Please identify every line in the records that contains the word "tire", matching case exactly, and copy each of those lines.

>> BEGIN

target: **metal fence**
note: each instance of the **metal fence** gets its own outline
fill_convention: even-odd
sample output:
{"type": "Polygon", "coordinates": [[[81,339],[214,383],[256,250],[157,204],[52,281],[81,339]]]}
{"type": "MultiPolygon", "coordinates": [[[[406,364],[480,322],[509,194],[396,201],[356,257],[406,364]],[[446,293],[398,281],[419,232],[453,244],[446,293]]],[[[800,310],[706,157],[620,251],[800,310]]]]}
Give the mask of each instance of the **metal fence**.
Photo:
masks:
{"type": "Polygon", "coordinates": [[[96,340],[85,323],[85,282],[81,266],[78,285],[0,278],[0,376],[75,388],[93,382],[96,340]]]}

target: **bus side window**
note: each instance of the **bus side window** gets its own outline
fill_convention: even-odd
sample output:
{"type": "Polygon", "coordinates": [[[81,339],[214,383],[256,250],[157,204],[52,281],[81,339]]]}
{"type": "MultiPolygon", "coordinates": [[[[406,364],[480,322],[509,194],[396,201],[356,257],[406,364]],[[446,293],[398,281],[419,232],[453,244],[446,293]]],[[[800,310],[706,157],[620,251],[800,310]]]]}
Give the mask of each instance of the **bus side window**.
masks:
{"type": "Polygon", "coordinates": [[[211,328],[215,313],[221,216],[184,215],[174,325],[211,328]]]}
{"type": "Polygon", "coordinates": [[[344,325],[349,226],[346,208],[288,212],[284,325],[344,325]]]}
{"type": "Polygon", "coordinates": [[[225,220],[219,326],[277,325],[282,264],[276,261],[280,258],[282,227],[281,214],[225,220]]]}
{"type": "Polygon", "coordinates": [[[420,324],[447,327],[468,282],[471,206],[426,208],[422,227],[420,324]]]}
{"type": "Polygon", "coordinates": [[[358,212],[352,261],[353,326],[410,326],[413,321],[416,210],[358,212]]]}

>> END
>> BEGIN

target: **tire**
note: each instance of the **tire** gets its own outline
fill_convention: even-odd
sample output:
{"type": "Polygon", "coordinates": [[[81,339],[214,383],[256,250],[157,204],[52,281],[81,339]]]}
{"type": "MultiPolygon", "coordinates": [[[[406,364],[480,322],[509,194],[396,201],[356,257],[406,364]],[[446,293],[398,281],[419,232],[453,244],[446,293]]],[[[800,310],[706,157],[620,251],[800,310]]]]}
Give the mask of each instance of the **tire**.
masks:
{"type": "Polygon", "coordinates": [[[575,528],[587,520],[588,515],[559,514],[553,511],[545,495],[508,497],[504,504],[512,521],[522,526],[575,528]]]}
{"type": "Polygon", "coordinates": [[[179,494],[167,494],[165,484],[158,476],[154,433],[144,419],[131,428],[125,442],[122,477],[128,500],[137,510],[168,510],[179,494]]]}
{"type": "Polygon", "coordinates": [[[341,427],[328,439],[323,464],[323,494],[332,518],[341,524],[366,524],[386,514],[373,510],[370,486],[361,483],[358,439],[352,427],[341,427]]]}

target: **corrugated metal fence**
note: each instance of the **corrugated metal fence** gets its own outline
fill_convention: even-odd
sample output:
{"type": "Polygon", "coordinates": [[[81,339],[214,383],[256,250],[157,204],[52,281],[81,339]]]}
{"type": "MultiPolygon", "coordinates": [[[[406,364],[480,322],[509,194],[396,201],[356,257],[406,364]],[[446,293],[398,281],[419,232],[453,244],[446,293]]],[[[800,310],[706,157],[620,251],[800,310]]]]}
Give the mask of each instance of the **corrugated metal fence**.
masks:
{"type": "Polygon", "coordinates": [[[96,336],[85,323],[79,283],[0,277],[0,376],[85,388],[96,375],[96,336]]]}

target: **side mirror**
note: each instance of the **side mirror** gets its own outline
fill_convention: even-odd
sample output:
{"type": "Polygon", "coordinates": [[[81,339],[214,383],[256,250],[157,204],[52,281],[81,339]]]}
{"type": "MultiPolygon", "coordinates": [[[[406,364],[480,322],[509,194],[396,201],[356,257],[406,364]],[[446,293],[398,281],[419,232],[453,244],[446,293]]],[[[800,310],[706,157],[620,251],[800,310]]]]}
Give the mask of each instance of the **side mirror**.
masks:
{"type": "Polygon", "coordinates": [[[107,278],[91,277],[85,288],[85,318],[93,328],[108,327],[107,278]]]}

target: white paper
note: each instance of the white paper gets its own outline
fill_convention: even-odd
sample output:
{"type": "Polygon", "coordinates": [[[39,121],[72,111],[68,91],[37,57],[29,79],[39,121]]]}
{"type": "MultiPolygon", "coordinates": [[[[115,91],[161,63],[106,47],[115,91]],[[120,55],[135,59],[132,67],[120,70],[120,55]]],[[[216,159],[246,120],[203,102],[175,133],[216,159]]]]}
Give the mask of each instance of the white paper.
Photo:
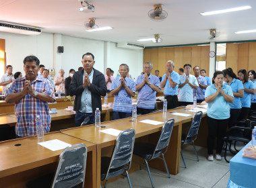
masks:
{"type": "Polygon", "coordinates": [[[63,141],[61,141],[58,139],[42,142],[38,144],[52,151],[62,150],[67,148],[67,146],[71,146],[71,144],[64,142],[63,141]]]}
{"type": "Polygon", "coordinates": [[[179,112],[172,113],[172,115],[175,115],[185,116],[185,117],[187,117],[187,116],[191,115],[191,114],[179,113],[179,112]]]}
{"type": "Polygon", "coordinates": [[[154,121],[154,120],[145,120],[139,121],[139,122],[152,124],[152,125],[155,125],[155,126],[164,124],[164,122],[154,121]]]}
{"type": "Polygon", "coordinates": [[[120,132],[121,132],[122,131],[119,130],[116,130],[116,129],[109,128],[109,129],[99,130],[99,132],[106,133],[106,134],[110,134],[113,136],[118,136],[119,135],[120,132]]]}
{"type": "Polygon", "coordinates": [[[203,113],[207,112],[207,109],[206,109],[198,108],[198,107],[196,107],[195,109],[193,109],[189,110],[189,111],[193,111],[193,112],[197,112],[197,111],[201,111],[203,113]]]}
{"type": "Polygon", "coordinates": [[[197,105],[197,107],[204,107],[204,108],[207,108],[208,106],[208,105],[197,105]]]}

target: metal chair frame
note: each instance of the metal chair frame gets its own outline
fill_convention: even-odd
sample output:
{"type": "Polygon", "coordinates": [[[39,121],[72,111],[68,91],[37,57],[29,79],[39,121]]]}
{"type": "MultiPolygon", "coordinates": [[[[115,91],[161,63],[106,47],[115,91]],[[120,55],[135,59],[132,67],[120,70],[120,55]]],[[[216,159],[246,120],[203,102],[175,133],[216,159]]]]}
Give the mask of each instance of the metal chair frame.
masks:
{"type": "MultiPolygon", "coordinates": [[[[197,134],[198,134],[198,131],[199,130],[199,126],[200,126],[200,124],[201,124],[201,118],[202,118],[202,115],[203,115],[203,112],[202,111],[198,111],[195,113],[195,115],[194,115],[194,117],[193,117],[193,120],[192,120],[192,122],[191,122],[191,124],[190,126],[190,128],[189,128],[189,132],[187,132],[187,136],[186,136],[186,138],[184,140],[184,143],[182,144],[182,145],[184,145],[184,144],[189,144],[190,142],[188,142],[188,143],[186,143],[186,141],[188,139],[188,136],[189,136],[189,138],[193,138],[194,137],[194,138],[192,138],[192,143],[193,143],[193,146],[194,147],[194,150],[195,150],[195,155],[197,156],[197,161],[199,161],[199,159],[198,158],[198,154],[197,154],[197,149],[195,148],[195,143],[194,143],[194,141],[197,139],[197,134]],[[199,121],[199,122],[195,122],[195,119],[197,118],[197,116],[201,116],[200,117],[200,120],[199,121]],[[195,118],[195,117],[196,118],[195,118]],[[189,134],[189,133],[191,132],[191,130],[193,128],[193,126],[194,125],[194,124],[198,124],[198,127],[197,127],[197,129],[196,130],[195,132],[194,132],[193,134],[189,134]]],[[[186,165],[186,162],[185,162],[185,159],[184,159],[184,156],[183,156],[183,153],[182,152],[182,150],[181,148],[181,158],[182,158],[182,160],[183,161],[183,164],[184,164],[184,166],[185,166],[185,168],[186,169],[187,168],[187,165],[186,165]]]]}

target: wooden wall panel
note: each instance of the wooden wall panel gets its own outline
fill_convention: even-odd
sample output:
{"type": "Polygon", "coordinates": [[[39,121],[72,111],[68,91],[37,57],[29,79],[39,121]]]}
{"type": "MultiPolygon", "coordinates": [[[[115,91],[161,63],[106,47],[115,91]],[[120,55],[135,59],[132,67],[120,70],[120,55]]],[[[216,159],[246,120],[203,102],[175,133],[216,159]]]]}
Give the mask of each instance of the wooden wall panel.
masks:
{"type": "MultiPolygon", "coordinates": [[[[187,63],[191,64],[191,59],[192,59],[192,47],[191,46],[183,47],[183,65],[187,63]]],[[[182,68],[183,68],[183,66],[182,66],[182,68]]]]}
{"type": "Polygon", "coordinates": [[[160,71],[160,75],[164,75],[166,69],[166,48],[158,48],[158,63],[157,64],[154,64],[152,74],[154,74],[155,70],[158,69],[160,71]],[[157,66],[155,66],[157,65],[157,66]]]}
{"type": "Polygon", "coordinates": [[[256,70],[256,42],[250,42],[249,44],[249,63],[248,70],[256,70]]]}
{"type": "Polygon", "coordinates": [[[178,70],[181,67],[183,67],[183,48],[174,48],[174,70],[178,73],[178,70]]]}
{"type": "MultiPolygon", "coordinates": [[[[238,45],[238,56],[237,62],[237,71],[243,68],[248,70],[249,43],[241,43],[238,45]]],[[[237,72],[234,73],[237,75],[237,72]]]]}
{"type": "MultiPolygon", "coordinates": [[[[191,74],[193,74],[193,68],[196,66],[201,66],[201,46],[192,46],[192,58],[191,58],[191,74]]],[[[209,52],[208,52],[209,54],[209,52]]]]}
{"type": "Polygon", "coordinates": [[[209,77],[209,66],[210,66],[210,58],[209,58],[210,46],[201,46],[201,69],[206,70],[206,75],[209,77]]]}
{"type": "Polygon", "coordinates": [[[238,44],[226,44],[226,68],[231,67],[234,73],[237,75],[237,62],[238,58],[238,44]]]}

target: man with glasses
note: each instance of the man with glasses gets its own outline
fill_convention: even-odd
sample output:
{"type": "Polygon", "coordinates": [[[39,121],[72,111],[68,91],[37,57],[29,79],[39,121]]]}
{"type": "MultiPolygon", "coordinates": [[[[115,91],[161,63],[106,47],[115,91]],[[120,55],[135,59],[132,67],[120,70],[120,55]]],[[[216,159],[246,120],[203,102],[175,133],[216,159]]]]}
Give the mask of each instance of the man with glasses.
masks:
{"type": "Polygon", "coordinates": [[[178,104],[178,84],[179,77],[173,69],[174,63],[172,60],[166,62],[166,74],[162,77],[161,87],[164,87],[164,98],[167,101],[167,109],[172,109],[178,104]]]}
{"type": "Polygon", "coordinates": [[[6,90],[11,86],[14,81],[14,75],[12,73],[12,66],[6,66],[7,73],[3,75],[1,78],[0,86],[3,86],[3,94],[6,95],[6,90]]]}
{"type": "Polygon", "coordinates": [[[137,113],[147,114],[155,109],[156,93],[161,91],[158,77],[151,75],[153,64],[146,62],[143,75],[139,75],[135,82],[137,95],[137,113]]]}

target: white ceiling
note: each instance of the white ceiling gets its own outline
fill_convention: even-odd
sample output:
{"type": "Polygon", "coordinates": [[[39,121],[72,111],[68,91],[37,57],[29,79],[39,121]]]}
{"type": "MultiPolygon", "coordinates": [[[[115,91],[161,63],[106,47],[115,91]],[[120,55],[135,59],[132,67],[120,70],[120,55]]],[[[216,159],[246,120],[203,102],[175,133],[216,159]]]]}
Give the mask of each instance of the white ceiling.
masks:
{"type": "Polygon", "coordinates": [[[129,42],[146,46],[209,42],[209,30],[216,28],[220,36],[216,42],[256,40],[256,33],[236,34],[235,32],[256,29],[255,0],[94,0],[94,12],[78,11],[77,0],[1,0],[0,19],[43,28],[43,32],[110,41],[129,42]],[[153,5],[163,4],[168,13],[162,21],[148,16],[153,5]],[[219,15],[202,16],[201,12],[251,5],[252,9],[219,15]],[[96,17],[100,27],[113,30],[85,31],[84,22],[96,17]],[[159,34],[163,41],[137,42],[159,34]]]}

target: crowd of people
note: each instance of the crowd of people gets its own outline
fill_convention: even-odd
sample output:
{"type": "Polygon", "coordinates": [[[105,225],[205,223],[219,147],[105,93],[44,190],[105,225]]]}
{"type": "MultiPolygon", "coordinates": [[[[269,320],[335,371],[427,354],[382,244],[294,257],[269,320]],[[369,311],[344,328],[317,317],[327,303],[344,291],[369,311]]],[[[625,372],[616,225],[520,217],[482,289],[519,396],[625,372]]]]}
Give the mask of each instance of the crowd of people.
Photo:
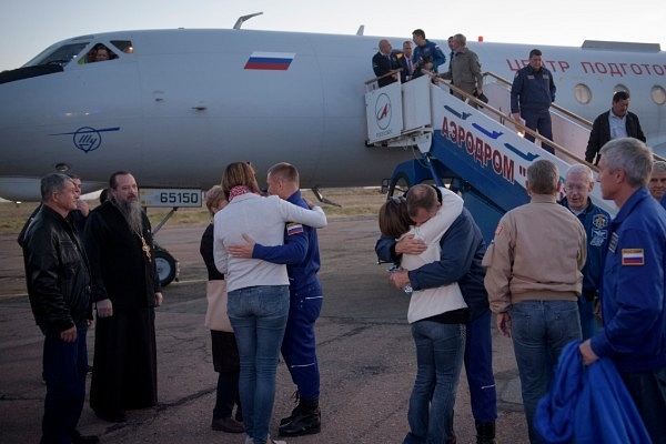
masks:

>> END
>> BEGIN

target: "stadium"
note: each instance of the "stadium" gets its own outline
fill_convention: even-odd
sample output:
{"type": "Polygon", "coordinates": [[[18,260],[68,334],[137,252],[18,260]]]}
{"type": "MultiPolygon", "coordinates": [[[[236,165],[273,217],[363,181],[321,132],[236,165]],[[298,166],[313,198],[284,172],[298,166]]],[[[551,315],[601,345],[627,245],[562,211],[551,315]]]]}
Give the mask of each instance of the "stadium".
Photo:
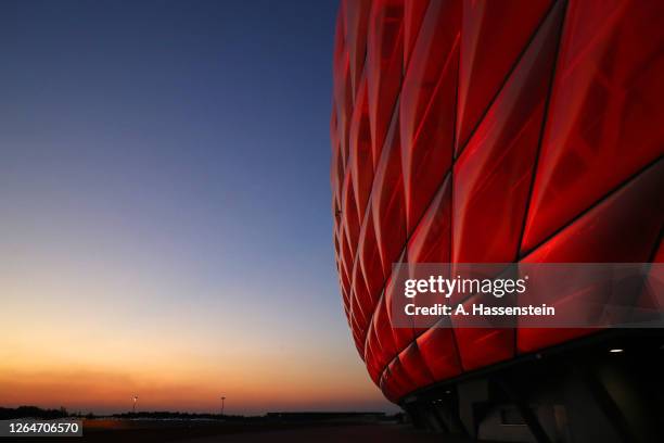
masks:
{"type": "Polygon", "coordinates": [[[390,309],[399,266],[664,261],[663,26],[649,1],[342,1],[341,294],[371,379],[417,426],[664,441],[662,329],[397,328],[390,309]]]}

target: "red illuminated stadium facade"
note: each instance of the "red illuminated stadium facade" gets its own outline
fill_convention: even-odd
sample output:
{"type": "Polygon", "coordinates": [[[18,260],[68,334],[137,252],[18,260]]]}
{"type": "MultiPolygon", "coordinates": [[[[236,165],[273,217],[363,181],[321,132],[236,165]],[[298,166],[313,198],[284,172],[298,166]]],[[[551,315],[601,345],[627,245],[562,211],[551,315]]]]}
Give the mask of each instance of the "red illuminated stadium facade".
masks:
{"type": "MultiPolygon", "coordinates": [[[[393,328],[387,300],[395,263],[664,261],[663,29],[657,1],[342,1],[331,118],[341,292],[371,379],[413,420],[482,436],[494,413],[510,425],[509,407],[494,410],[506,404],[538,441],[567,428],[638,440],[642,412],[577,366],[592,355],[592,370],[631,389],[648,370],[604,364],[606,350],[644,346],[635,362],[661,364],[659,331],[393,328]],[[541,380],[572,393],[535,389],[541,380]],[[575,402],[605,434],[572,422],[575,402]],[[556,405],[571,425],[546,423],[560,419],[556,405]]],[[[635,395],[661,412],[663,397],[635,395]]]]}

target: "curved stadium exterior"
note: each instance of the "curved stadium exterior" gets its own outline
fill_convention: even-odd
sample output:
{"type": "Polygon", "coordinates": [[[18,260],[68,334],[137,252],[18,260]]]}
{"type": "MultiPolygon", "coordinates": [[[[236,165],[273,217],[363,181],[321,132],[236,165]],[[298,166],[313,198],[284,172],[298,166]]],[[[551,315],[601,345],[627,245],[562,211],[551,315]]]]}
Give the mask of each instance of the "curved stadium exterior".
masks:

>> END

#### [EXERCISE ANSWER]
target: **tire**
note: each instance of the **tire** gets its own outline
Give the mask of each instance of the **tire**.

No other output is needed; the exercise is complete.